Exercise aim
Carry on the blog post about forgetting everything known of basketball, picking up right after its last sentence.

Passage given
>> Begin

Unlearning Basketball: Thought Experiments Run Amok

Posted on Fri 11 January 2013 in Uncategorized by Alex Dewey

Who is this? What sport does he play? Why is he on Sesame Street?

"I never forget a face, but in your case, I'll make an exception."

Let's try something. Let's try forgetting everything we ever knew about basketball. Let's... look, you saw The Matrix, right? But "the Matrix" is replaced with "your present conception of basketball". Free your mind. Ain't no such things as halfway crooks. Go all the way. Forget everything. Okay, take a deep breath. If you've done it right, it's all gone. Everything's forgotten about the game. "Basketball" now looks like a curious misspelling of "baseball".

That's how fully I've bought into this hypothetical.

The first thing we find in our quest to discover the meaning of "Basketball" is a bunch of random box scores sprawling across the Internet, and an unaccountable sense that these things form a self-consistent system to try to understand. We all individually forgot, but the Internet remembered! ... But not enough to tell us the rules of basketball. (This is already getting really convoluted. Bear with me, okay?) We're all alone in the universe, and nothing can change that. Except for this hypothetical we've decided to undertake, together. Come a little closer and we can discuss the implications of this hypothetical further. It's cold outside, after all. Put on the samovar, Natascha.

>> End

Data listing

>> Begin

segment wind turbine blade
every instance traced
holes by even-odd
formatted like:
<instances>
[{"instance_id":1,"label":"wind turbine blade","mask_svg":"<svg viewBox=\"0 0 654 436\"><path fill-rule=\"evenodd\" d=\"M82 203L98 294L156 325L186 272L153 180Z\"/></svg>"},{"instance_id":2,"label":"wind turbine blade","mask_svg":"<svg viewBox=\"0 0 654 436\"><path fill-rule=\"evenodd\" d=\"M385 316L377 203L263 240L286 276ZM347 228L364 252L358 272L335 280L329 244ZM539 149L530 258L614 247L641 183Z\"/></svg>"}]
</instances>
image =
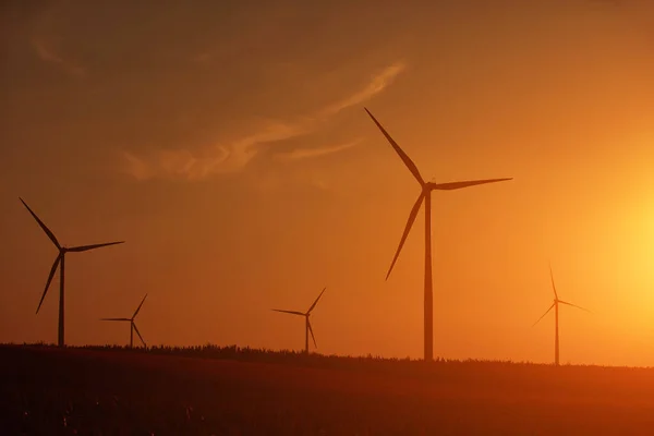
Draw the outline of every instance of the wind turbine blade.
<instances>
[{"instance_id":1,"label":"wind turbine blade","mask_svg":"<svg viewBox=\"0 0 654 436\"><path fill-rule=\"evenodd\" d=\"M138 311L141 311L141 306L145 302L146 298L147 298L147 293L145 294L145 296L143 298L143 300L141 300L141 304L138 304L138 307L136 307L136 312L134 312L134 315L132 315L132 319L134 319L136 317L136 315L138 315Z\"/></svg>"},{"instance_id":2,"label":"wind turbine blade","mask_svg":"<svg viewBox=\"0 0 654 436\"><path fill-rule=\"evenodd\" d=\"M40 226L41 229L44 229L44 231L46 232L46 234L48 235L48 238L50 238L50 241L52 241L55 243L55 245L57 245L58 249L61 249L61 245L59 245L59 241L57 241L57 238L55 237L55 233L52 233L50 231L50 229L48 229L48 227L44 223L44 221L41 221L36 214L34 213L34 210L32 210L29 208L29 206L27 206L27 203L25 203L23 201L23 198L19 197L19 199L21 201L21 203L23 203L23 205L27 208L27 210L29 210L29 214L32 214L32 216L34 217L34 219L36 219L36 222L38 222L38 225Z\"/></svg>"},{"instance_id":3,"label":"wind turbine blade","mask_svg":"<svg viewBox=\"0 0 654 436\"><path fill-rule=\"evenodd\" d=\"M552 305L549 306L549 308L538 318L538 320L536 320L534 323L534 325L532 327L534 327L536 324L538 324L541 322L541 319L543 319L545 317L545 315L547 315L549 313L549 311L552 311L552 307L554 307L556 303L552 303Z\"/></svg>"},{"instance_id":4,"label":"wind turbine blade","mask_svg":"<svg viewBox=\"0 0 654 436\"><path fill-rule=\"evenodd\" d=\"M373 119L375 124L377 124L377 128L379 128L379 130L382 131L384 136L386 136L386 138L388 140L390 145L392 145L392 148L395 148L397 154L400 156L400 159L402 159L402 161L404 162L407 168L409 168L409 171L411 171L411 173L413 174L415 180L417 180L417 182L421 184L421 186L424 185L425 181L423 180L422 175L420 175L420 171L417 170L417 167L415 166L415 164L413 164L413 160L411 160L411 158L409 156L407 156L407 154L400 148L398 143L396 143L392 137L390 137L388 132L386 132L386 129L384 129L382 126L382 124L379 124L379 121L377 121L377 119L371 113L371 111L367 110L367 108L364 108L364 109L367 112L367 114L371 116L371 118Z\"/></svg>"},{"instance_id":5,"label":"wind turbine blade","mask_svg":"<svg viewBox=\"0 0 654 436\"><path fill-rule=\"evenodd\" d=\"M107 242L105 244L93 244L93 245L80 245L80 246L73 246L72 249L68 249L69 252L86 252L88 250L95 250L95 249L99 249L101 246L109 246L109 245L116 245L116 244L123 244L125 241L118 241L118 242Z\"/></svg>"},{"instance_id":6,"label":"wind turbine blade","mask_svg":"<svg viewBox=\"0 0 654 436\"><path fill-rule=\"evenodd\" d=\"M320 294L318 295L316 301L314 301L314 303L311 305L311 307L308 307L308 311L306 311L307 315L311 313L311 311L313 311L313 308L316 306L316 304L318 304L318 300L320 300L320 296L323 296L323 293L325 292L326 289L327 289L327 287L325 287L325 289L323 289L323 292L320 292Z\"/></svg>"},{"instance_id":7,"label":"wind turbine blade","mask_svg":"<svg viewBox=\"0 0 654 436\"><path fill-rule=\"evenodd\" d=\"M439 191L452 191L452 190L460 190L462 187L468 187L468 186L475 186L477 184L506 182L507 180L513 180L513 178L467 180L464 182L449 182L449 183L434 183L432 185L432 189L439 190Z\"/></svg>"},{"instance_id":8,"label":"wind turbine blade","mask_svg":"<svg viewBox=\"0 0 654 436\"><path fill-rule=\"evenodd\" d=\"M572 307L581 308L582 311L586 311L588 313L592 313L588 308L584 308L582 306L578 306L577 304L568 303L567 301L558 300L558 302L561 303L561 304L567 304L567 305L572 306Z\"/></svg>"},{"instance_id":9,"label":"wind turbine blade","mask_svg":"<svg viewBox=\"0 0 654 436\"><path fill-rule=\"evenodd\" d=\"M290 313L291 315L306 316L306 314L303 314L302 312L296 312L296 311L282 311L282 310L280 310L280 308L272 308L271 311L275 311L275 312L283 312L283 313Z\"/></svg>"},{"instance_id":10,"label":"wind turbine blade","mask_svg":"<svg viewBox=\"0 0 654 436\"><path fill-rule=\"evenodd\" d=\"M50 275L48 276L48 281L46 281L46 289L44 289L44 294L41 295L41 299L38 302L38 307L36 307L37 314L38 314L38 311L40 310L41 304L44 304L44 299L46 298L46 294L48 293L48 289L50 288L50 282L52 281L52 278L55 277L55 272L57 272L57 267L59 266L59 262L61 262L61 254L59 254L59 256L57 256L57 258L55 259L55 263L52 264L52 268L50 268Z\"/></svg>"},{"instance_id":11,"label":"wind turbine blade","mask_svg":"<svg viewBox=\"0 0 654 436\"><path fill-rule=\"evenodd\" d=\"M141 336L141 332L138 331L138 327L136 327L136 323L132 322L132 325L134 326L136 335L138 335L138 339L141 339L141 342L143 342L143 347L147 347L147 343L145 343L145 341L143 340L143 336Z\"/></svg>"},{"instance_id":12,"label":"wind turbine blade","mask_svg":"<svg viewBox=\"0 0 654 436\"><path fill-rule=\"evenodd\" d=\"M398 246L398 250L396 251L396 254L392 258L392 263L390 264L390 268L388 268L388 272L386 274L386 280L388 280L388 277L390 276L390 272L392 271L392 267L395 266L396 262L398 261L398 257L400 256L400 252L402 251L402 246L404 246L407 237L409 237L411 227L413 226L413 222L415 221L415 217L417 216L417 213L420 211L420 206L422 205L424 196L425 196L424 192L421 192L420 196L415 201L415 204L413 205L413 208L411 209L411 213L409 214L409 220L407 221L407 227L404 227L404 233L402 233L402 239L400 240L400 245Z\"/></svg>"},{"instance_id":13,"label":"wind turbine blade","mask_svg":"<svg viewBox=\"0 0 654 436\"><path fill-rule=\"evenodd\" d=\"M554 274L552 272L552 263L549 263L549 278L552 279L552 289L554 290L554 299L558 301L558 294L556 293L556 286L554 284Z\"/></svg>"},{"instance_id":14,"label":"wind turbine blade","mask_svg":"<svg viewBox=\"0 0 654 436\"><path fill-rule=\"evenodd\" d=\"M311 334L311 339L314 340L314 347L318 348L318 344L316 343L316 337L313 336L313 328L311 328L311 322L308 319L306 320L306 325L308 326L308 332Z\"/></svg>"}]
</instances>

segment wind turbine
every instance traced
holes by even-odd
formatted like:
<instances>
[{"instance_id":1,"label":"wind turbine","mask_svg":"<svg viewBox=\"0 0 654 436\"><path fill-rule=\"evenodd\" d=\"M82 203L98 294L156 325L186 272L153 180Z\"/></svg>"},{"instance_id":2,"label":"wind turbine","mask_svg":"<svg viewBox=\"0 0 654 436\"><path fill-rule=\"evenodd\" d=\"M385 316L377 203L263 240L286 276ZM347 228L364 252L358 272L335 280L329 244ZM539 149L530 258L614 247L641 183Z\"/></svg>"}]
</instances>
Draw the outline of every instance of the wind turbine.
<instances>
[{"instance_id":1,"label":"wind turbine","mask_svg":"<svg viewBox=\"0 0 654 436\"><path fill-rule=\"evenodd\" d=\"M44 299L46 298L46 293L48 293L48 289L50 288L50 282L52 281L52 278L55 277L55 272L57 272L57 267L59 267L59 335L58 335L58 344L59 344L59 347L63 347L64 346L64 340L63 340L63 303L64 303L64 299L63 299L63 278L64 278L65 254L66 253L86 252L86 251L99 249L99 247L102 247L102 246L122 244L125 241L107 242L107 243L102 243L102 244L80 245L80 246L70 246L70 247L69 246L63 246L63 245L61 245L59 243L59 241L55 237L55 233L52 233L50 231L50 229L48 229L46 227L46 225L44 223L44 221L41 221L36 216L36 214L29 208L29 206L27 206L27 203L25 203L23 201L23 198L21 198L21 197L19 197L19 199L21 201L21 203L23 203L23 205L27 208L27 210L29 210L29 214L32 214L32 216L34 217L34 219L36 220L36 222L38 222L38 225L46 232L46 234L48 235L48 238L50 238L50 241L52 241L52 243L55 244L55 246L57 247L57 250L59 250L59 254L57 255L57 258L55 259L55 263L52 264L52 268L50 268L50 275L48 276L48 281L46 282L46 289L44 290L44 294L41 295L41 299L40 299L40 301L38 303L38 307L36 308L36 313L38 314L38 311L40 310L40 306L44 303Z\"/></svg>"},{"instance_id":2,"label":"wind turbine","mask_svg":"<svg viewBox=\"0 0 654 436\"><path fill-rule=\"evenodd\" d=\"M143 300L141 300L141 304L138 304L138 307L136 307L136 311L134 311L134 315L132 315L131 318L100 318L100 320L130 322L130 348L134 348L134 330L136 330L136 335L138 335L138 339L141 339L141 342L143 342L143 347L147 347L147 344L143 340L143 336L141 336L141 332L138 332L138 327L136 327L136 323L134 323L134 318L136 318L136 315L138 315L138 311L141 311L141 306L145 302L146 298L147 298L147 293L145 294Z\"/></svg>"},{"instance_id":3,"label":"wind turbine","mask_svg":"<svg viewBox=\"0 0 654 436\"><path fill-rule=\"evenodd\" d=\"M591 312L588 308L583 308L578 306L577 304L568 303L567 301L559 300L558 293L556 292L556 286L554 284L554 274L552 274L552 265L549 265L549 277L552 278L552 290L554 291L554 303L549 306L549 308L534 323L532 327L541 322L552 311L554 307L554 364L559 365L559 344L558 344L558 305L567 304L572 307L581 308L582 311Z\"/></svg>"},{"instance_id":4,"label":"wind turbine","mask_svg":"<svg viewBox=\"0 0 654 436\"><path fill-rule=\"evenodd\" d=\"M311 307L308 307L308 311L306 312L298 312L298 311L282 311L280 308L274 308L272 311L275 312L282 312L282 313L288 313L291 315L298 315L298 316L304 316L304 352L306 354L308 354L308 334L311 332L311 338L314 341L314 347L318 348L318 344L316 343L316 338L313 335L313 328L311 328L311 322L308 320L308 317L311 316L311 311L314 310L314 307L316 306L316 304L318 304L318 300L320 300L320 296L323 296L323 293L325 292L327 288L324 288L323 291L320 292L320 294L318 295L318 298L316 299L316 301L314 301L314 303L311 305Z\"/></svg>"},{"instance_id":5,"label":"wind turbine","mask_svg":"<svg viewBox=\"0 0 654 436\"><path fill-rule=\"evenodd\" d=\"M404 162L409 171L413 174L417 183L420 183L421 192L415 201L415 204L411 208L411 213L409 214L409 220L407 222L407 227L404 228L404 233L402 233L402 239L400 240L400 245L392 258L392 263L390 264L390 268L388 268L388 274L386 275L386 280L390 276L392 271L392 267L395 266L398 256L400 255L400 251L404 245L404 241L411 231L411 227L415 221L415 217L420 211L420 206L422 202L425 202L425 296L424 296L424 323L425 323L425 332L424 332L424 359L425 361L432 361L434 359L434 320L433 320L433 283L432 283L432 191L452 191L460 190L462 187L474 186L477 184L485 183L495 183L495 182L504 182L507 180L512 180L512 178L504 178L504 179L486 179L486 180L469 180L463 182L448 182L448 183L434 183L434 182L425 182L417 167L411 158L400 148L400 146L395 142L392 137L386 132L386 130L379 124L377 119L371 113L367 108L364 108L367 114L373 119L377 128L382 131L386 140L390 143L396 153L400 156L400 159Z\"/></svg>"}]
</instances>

>> End

Task result
• • •

Anyway. We run some mad regressions on the box scores we find. Some happy ones too, but mostly the seething ones. We notice a lot of stuff going on, a lot of equations that are always satisfied. Ignorant of the structure of the game, we form a hypothesis from these box scores: basketball is a self-consistent system perfectly derivable from the box scores, and this self-consistent system explains why every team wins or loses and to what extent. Categorically. Whatever the case, Implication #1 of the "Perfectly Derivable From The Box Score Theory" is the idea that if you take away any one number from a box score, you ought to be able to derive it precisely from every other number on the sheet. If one player's point totals are missing from every game, filling those numbers in simply a matter of adding up the first three numbers in the three dashed columns (FG, 3P, FT). If a player's field goals are missing? We take their point total, and from their point total, we subtract their 3P and FT. These are equations that are exactly accounted for in nearly every box score. Exceptions in these equations (we correctly reason) are mistakes in recording, not of mistakes in the system itself. And we're cool with that. Every point is accounted for.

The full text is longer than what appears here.